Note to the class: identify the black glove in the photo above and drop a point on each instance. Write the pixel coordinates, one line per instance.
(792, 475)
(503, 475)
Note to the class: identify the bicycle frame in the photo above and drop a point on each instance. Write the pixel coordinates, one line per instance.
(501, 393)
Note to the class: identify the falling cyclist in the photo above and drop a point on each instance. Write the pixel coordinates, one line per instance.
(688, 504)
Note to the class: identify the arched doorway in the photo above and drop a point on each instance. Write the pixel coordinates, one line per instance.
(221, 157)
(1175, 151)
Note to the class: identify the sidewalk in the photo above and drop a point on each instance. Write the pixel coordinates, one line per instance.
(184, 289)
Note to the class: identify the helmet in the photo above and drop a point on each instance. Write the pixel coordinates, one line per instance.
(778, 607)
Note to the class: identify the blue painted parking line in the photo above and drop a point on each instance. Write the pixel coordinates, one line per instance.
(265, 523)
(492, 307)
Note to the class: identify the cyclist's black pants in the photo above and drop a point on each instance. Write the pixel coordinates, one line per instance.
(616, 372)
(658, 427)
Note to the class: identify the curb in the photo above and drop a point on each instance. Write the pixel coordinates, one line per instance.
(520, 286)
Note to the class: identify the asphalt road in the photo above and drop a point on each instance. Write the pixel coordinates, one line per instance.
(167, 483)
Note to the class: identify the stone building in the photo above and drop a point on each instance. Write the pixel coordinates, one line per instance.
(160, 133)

——

- _Stated task_:
Convert all of the material above into a numbered list with one line per item, dropping any blank lines.

- _Completed exercise_:
1. Note to the class: identify the black glove in the photo above and drop a point on each instance. Write the pixel coordinates, one line per instance.
2. (792, 475)
3. (503, 475)
4. Note to the class: identify the bicycle frame in the photo above and drop a point on each instance. Write the pixel coordinates, one line per instance.
5. (501, 393)
6. Note to the class: identify the falling cyclist in the photo above and drop a point on each instance. Write the pixel coordinates, one line per instance.
7. (688, 504)
8. Note to the class: identify the arched doorway in the photo above and drop a point on each instance. Write the pixel coordinates, one line per instance.
9. (221, 157)
10. (1175, 151)
11. Note to the class: identify the sidewalk in the photo above and drop a point on each instance. Write the pixel coordinates, one line per instance.
12. (184, 289)
13. Note to the class: identify the helmet in the photo above and drop a point on each instance. Write the pixel coordinates, one line per instance.
14. (778, 607)
15. Note to the class: identify the blue painted parking line in the photo above and drop a point on each instance. Write the pixel coordinates, one line per instance.
16. (265, 523)
17. (492, 307)
18. Note to the class: identify the cyclist's black pants in the photo above and drop a point on each instance. Write the pixel coordinates, one line per instance.
19. (616, 372)
20. (658, 427)
21. Note to the class: identify the curb in the photo above and drop a point on each instance. Write the pixel coordinates, one line per instance.
22. (520, 286)
23. Note to the class: identify the asphalt road in the photo above and drop a point on each instance. Write the pixel coordinates, one line per instance.
24. (167, 483)
25. Note to the class: identify the stone building in the photo above and drop a point on each instance. Write the pixel coordinates, one line per instance.
26. (160, 133)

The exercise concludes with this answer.